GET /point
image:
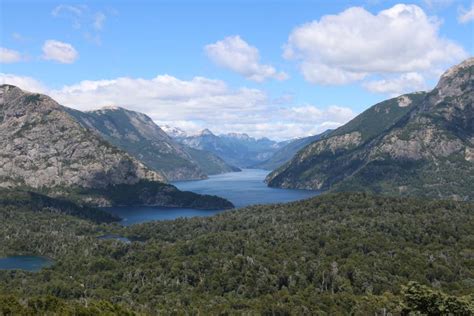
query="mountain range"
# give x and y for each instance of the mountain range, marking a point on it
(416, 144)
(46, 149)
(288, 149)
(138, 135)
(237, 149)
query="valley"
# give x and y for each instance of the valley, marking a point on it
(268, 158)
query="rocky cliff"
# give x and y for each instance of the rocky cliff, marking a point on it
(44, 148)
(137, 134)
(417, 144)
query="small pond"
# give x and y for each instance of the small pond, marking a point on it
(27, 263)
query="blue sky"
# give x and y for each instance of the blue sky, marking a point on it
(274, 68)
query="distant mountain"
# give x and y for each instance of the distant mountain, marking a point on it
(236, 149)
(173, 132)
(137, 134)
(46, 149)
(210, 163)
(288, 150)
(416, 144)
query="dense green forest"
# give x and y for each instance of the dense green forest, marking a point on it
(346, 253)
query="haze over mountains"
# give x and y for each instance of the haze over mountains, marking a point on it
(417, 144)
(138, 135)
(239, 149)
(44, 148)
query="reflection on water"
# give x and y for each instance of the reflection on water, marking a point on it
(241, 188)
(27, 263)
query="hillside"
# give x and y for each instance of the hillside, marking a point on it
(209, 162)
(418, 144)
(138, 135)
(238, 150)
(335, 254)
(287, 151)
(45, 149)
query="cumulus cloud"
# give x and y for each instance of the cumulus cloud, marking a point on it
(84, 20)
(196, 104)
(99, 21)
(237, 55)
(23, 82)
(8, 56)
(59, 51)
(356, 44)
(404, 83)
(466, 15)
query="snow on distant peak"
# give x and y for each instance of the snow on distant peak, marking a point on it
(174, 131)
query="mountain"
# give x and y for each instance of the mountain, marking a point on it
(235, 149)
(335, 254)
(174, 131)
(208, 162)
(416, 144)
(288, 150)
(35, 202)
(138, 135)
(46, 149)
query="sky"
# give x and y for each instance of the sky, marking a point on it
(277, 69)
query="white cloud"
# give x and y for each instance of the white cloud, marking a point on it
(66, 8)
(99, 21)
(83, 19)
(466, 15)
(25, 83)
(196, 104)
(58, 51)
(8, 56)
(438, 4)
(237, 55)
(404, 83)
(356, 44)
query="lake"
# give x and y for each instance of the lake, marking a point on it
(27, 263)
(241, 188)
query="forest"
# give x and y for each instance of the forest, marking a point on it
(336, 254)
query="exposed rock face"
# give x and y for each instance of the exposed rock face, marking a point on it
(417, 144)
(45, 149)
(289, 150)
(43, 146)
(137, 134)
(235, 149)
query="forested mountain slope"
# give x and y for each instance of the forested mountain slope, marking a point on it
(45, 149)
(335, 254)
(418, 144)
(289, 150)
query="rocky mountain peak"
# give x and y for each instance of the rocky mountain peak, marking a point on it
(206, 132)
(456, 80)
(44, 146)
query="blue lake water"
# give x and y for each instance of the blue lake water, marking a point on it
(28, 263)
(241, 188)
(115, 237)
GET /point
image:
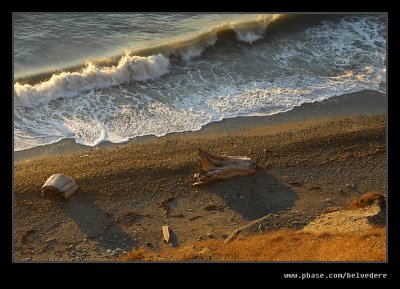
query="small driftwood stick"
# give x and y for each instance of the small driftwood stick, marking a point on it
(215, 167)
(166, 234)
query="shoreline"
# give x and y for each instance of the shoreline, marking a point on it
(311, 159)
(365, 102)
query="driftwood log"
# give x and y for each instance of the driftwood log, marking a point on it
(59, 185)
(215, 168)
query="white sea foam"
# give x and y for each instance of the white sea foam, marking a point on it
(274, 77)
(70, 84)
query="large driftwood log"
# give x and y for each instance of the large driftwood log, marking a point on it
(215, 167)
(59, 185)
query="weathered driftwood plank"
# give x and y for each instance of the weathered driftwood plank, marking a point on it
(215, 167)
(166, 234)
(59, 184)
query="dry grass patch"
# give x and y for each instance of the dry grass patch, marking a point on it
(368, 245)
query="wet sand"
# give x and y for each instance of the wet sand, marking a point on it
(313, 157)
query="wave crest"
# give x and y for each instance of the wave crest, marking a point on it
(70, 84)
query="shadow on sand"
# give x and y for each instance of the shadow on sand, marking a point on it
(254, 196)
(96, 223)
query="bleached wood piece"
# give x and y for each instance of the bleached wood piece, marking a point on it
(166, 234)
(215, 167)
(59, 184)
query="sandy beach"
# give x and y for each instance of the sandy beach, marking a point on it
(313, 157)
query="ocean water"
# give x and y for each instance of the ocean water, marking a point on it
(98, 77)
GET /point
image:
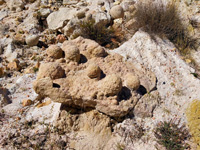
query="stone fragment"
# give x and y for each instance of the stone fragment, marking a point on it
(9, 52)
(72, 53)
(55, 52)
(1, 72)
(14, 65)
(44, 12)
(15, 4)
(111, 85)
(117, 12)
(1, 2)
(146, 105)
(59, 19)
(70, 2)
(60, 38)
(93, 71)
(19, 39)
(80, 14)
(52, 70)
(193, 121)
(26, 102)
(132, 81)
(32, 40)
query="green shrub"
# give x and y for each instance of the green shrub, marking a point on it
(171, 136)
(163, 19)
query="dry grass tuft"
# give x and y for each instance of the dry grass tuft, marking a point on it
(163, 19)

※

- [Work to do]:
Every record gets retyped exactly; no picture goes into the copy.

- [Full output]:
GET /point
image:
query="mountain range"
# give x and y for each instance of the mountain range, marking a point on it
(416, 144)
(46, 149)
(288, 149)
(138, 135)
(237, 149)
query="valley"
# give x and y for each instance of the valley, marking a point on it
(268, 158)
query="rocky cliff"
# give x and y for each instance of the rocky cliff, marking a point on it
(44, 148)
(137, 134)
(417, 144)
query="small pond"
# give x and y for each instance of the small pond, marking a point on it
(27, 263)
query="blue sky"
# give x and y for each instance of the blue sky, marking a point on it
(274, 68)
query="distant mountain"
# give x and y for each instance of the distant mountain, marking a point on it
(236, 149)
(173, 132)
(137, 134)
(46, 149)
(210, 163)
(288, 150)
(416, 144)
query="dense green forest"
# give x and y for each instance of the dense green forest, marking a point on it
(346, 253)
query="haze over mountains"
# give x and y for each instance of the haze over mountains, marking a point on it
(417, 144)
(138, 135)
(239, 149)
(44, 148)
query="reflection on water"
# give x and y for each instance of the reflection on water, marking a point on it
(241, 188)
(27, 263)
query="hillside"
# give x and y for each instance of the hillside, marking a point on it
(209, 162)
(418, 144)
(138, 135)
(238, 150)
(335, 254)
(287, 151)
(45, 149)
query="cumulus cloud"
# give x and y for each instance of the cumulus cloud, marking a point on it
(84, 20)
(196, 104)
(99, 21)
(237, 55)
(23, 82)
(8, 56)
(59, 51)
(356, 44)
(404, 83)
(466, 15)
query="snow on distant peak"
# give x and y for each instance of the snow on distant peak, marking a point on it
(174, 131)
query="mountain"
# give x and y for each instance of the mountain, marking a point on it
(235, 149)
(335, 254)
(174, 131)
(208, 162)
(416, 144)
(288, 150)
(35, 202)
(138, 135)
(46, 149)
query="sky"
# give x and y for each instance of the sky, marking a point on it
(277, 69)
query="white cloud"
# give x and y for each instance of the white cloud, marking a point on it
(66, 8)
(99, 21)
(83, 19)
(466, 15)
(25, 83)
(196, 104)
(58, 51)
(8, 56)
(438, 4)
(237, 55)
(404, 83)
(356, 44)
query="lake"
# give x and y for each instance of the lake, marking a point on it
(27, 263)
(241, 188)
query="forest"
# give x and y for each instance of the forest, marking a point on it
(336, 254)
query="exposed rock face"
# give x and y for each instance of the exposed rock face, marking a point on it
(417, 144)
(45, 149)
(289, 150)
(43, 146)
(137, 134)
(235, 149)
query="forested mountain slope"
# give x and y for each instance of the forested mountain slope, marking a point on it
(45, 149)
(335, 254)
(418, 144)
(289, 150)
query="rocky mountain peak"
# give x and y for each instance of the rocky mountain peak, marking a point on it
(206, 132)
(456, 80)
(44, 146)
query="blue lake water"
# give x and y for each instance of the blue lake water, marking a point on it
(28, 263)
(241, 188)
(115, 237)
GET /point
image:
query="small driftwood stick"
# give x and y for each instance of the small driftwood stick, marking a point on it
(215, 167)
(166, 234)
query="shoreline"
# give x and y for each instance of the shoreline, marking a point on it
(311, 159)
(365, 102)
query="driftwood log"
# give x and y for each instance of the driftwood log, marking a point on it
(59, 185)
(215, 168)
query="white sea foam"
# give x and y for each instance of the white sea foam, marking a point on it
(274, 77)
(70, 84)
query="large driftwood log"
# give x and y for each instance of the large driftwood log, marking a point on it
(215, 167)
(59, 185)
query="weathered driftwood plank"
# give x and y for each instance of the weathered driftwood plank, marking a point on it
(215, 167)
(166, 234)
(59, 184)
query="dry grass patch"
# give x and y for each instance of the dry grass patch, marking a point on it
(368, 245)
query="wet sand"
# give x and y for each instance of the wet sand, marking a point on it
(313, 157)
query="wave crest"
# give x and y for each instance of the wave crest, marking a point on it
(70, 84)
query="shadow on sand"
# give x and y for each instance of the shadow on sand, marking a point on it
(254, 196)
(96, 223)
query="bleached wood piece"
# give x and y for each instance of the bleached wood piece, marking a point on it
(166, 234)
(215, 167)
(59, 184)
query="sandy beach"
# give x and y for each instance of the sandy beach, marking a point on it
(313, 157)
query="ocean water"
# give x and y for each instance of the ocean water, marking a point on it
(98, 77)
GET /point
image:
query="stone fragment"
# give x and y for each instance of the stone fragment, marking a point on it
(9, 52)
(72, 53)
(55, 52)
(1, 72)
(14, 65)
(44, 12)
(15, 4)
(111, 85)
(117, 12)
(1, 2)
(146, 105)
(59, 19)
(70, 2)
(60, 38)
(93, 71)
(19, 39)
(80, 14)
(52, 70)
(193, 121)
(26, 102)
(132, 81)
(32, 40)
query="green shrub"
# give x and y for each instance of the green shrub, marking a point on it
(171, 136)
(163, 19)
query="dry grass tuft"
# give x and y for each instance of the dry grass tuft, marking a point on it
(163, 19)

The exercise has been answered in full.